▶ _Instructions to follow_: Pick out each line of the data that contains the string "shirt" and copy those lines. Case counts.

▶ _Excerpted data_:
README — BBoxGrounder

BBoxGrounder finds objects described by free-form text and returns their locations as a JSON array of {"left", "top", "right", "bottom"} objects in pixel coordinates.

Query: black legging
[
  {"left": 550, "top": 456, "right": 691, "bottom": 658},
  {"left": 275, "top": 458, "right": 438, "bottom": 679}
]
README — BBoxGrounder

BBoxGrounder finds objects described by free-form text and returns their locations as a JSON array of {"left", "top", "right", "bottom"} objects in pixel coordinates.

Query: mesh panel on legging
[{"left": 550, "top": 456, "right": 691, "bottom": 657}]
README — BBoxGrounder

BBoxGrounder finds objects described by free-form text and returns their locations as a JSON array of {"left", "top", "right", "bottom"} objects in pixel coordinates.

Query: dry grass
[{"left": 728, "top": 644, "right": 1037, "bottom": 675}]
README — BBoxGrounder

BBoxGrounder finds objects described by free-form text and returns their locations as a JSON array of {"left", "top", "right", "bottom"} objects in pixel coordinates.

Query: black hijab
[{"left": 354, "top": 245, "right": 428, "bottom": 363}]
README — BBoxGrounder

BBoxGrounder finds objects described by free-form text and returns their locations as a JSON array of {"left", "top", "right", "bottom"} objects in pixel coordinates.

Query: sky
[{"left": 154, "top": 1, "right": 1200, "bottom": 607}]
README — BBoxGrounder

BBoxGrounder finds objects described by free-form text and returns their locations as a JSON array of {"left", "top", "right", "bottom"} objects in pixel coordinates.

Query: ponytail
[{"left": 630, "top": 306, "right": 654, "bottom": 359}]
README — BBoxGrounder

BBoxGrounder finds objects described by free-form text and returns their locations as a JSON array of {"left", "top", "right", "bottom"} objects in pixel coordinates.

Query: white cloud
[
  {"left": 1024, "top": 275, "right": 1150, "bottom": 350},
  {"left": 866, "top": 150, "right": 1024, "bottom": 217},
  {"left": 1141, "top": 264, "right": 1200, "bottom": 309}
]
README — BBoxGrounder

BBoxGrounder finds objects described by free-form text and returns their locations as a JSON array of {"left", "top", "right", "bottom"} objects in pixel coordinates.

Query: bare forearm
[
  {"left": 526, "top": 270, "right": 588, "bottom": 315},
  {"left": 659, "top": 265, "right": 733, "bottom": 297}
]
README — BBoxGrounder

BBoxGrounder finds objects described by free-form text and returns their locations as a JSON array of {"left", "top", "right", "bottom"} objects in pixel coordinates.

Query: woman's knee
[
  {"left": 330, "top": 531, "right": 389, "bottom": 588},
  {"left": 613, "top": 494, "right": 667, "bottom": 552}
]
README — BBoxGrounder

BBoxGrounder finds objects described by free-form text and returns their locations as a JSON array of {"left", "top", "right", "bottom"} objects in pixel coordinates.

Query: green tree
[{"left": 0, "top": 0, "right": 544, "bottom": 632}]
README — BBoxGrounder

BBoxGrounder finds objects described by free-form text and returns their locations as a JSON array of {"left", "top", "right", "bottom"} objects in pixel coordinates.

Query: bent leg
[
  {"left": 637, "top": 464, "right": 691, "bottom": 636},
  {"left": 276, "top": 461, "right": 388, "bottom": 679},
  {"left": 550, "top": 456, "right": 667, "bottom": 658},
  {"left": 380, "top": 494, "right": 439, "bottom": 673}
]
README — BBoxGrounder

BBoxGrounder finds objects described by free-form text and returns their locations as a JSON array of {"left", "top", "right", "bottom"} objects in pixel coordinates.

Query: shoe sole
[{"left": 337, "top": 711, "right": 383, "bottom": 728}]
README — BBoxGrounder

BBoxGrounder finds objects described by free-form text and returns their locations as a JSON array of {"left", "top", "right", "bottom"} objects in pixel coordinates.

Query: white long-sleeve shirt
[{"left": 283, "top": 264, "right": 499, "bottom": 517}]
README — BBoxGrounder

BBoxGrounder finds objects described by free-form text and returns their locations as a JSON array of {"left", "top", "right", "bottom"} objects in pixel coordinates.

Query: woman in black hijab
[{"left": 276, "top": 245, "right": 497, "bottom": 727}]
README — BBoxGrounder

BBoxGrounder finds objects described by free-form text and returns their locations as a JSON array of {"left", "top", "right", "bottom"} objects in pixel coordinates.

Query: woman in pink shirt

▶ _Reply to the exercise_:
Query: white long-sleeve shirt
Query: woman in pink shirt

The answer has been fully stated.